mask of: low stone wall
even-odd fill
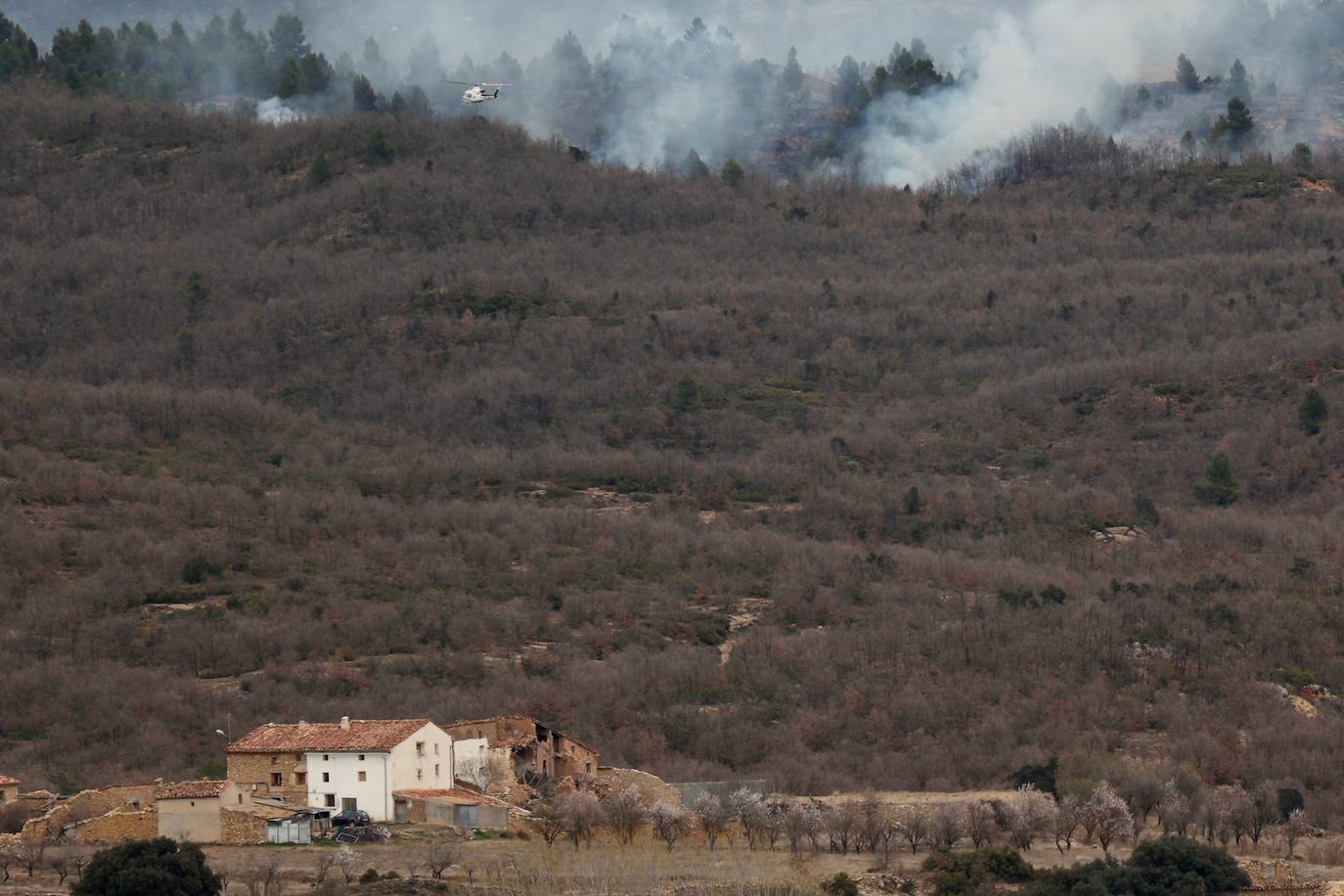
[[[727,802],[739,790],[750,791],[758,797],[769,797],[770,789],[763,780],[694,780],[685,783],[669,783],[681,794],[681,805],[694,807],[706,797],[718,797]]]
[[[153,840],[159,836],[157,809],[118,809],[74,826],[71,836],[82,844],[120,844]]]
[[[44,815],[30,818],[24,823],[23,832],[17,836],[23,842],[50,840],[60,834],[65,826],[71,822],[99,818],[110,811],[128,807],[132,811],[142,810],[152,807],[153,805],[153,785],[81,790],[70,799],[63,799],[54,805]]]
[[[660,799],[673,806],[681,805],[681,794],[676,787],[669,786],[668,782],[646,771],[637,768],[598,768],[597,775],[593,778],[593,793],[598,798],[621,793],[629,787],[634,787],[634,793],[640,794],[640,799],[649,806]]]
[[[266,819],[235,809],[219,813],[219,842],[234,846],[266,842]]]

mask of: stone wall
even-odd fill
[[[27,823],[24,823],[19,838],[24,842],[48,840],[59,834],[60,830],[69,823],[106,815],[117,809],[146,809],[153,805],[153,785],[82,790],[70,799],[63,799],[54,805],[44,815],[30,818]]]
[[[593,793],[598,798],[621,793],[629,787],[634,787],[634,791],[640,794],[640,799],[646,806],[652,806],[660,799],[673,806],[681,805],[681,794],[676,787],[646,771],[637,768],[598,768],[597,776],[593,779]]]
[[[219,842],[239,846],[266,842],[266,819],[224,809],[219,813]]]
[[[120,844],[159,836],[157,809],[118,809],[75,825],[71,836],[82,844]]]
[[[254,797],[278,797],[297,806],[308,805],[308,785],[298,783],[298,772],[308,771],[308,762],[302,754],[228,754],[227,758],[227,778],[245,793]],[[284,780],[280,787],[270,783],[274,774],[280,774]]]
[[[706,797],[718,797],[720,801],[728,802],[732,794],[739,790],[747,790],[758,797],[770,795],[770,789],[765,780],[696,780],[668,786],[675,787],[681,794],[681,805],[687,807],[694,807]]]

-----

Description of the task ->
Put the lines of the material, from its first line through the line that contains "[[[266,819],[235,809],[219,813],[219,842],[234,846],[266,842]]]", into a Markdown table with the columns Row and Line, numbering each row and omitting blank lines. Leave the picture out of your answer.

Expected answer ->
| Row | Line |
|---|---|
| 1 | mask of: low stone wall |
| 2 | even-odd fill |
| 3 | [[[727,802],[739,790],[750,791],[758,797],[769,797],[770,789],[763,780],[694,780],[685,783],[669,783],[681,794],[681,805],[694,807],[706,797],[718,797]]] |
| 4 | [[[153,840],[159,836],[157,809],[118,809],[74,826],[71,836],[82,844],[120,844]]] |
| 5 | [[[44,815],[30,818],[24,823],[23,832],[17,836],[23,842],[50,840],[60,834],[65,826],[71,822],[99,818],[110,811],[128,807],[132,811],[142,810],[152,807],[153,805],[153,785],[81,790],[70,799],[63,799],[54,805]]] |
| 6 | [[[660,799],[673,806],[681,805],[681,794],[676,787],[669,786],[668,782],[646,771],[637,768],[598,768],[597,775],[593,778],[593,793],[598,798],[621,793],[629,787],[634,787],[634,793],[640,794],[640,799],[649,806]]] |
| 7 | [[[266,819],[235,809],[219,813],[219,842],[234,846],[266,842]]] |